Only the lines from the one containing "of the decorative" to the end of the data are wanted; print them exactly as they appear.

Region pointing data:
= Beginning of Section =

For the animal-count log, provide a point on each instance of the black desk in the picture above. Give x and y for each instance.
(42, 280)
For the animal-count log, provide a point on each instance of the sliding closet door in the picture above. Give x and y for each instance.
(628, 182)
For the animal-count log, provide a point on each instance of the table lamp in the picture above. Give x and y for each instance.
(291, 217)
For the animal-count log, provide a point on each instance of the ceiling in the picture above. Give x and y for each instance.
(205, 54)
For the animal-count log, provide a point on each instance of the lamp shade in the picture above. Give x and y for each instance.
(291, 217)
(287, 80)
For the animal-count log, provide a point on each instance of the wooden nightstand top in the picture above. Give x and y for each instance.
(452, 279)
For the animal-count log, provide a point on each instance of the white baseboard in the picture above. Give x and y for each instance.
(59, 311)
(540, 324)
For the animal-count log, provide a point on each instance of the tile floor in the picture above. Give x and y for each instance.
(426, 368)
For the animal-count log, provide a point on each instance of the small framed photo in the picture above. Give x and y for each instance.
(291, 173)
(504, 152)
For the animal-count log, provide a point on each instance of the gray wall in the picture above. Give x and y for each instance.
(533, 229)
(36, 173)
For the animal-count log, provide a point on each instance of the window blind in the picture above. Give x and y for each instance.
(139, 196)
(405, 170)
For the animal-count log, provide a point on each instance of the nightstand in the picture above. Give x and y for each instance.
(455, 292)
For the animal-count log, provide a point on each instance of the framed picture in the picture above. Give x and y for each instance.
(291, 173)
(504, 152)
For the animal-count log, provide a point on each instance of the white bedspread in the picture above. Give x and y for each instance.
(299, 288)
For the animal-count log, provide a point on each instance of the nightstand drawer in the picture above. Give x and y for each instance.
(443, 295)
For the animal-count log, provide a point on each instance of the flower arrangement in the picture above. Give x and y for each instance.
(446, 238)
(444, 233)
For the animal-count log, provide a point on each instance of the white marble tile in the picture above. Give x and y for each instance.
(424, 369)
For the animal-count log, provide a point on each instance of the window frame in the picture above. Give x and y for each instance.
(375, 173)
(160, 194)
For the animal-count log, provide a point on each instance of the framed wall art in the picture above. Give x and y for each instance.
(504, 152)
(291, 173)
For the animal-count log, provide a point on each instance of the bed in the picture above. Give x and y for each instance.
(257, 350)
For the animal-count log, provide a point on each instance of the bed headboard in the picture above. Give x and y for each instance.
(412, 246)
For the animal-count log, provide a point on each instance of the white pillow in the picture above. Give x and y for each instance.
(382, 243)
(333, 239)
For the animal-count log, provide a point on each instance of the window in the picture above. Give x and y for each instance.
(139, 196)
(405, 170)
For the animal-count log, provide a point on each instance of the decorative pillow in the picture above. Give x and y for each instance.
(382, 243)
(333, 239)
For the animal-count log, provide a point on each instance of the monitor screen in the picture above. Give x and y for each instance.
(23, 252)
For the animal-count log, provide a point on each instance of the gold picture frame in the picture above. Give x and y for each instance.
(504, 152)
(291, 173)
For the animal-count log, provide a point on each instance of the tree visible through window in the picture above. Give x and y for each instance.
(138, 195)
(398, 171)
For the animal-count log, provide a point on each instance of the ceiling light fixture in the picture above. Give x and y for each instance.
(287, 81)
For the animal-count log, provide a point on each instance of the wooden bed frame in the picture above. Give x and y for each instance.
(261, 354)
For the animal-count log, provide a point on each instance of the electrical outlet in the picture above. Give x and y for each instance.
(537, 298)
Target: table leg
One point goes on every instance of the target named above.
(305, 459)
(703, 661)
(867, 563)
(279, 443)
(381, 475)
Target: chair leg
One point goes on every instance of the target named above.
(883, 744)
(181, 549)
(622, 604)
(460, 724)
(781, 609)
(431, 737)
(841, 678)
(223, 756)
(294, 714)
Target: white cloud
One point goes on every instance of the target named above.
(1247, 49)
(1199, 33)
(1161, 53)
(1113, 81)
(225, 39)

= End of Section =

Written answer:
For the animal-count log, provide a point on each instance of the decorative pillow in the picture above. Give x and y for each instance.
(382, 243)
(333, 239)
For the animal-count log, provide a point on each instance of the monitor screen in the picture above. Give x and y for each instance.
(23, 252)
For the animal-count log, provide a point on each instance of the gold picture frame in the picture above. Give x and y for each instance.
(504, 152)
(291, 173)
For the animal-count log, provide a point on each instance of the tree visible through window in the picture above. Give x and y for each instance.
(138, 195)
(398, 171)
For the animal-count log, provide a point on each instance of the ceiling light fixture in the picture above. Give x and y for each instance.
(287, 81)
For the animal-count log, provide a point on each instance of the wooden bed frame in the picture above. Give x and y for each instance.
(261, 354)
For the animal-count log, provide a point on each instance of the electrical outlet in the picture above. Give x and y for each instance.
(537, 298)
Target: table leg
One point goes on every instance of the target named above.
(305, 459)
(703, 661)
(867, 563)
(279, 443)
(381, 475)
Target: chair leg
One point goes on every instance of the target named above.
(883, 744)
(181, 549)
(622, 604)
(460, 724)
(781, 609)
(431, 737)
(841, 678)
(223, 756)
(294, 714)
Target: white cloud
One point goes on every instance of the target named above.
(1247, 49)
(1199, 33)
(1161, 53)
(1113, 81)
(225, 39)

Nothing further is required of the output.